[Exercise task]: Put the lines of the material below into a numbered list, leaving out blank lines, from the line that contains "Objective — one point per instance of the person" through the end of the material.

[Data shown]:
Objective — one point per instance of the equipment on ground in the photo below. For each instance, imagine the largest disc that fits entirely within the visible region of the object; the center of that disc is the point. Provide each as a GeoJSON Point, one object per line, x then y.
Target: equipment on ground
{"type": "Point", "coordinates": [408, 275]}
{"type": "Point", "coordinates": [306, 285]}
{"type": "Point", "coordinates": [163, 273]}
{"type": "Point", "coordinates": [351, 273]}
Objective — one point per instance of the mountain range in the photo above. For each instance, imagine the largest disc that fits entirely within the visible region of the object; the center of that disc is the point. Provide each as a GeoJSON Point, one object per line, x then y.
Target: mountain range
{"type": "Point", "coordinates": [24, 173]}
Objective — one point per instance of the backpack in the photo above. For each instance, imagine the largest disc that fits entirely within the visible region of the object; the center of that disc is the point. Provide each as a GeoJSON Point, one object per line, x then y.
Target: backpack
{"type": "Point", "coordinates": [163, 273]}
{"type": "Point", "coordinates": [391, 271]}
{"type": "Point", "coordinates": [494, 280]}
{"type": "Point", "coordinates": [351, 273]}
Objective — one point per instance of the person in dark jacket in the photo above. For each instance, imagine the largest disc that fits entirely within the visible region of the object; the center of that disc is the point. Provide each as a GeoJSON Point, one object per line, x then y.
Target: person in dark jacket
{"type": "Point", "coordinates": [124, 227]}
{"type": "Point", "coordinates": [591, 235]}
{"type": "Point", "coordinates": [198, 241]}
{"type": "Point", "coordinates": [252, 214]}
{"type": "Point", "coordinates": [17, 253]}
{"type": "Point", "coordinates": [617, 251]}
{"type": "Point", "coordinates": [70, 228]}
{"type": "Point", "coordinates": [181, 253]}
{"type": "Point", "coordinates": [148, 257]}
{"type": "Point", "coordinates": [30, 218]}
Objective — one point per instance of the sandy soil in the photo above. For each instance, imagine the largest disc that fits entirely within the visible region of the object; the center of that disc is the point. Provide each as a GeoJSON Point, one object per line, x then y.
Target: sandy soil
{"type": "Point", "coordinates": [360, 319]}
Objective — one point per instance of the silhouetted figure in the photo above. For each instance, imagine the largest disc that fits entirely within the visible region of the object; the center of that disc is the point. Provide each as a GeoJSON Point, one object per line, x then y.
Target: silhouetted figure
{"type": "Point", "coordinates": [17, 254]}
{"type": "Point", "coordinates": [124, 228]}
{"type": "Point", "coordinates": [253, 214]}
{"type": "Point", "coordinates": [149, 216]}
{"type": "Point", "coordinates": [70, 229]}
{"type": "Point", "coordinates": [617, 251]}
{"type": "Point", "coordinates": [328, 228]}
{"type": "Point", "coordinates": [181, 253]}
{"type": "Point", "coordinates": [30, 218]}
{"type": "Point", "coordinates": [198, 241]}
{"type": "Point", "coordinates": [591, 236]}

[Result of this exercise]:
1. Objective — one point per instance of the person in dark jacket in the photo above. For each instance, imagine the largest disc that fits entirely within the visible region of the object; the center of that disc is the point. Provide each as a GeoJSON Point, one object per line, x then y.
2. Target: person in dark jacket
3. {"type": "Point", "coordinates": [124, 227]}
4. {"type": "Point", "coordinates": [591, 235]}
5. {"type": "Point", "coordinates": [198, 241]}
6. {"type": "Point", "coordinates": [252, 214]}
7. {"type": "Point", "coordinates": [17, 253]}
8. {"type": "Point", "coordinates": [617, 251]}
9. {"type": "Point", "coordinates": [70, 228]}
10. {"type": "Point", "coordinates": [181, 253]}
11. {"type": "Point", "coordinates": [148, 257]}
12. {"type": "Point", "coordinates": [30, 218]}
13. Objective — one point per instance of the sandy soil in the photo above. For each instance, imagine the largest disc that fits entirely within the visible region of the object; the center of that disc is the point. Provide each as a GeoJSON Point, one object per line, x then y.
14. Target: sandy soil
15. {"type": "Point", "coordinates": [360, 319]}
16. Objective — one point per instance of the silhouetted figure in the photo above. For each instance, imagine the largest disc that fits entirely within the visible region of the object; the center of that disc is the point. Provide each as a GeoJSON Point, one object per line, x then y.
17. Target: silhouetted figure
18. {"type": "Point", "coordinates": [17, 254]}
19. {"type": "Point", "coordinates": [124, 228]}
20. {"type": "Point", "coordinates": [253, 214]}
21. {"type": "Point", "coordinates": [149, 216]}
22. {"type": "Point", "coordinates": [70, 229]}
23. {"type": "Point", "coordinates": [617, 251]}
24. {"type": "Point", "coordinates": [328, 228]}
25. {"type": "Point", "coordinates": [181, 253]}
26. {"type": "Point", "coordinates": [30, 218]}
27. {"type": "Point", "coordinates": [198, 241]}
28. {"type": "Point", "coordinates": [591, 236]}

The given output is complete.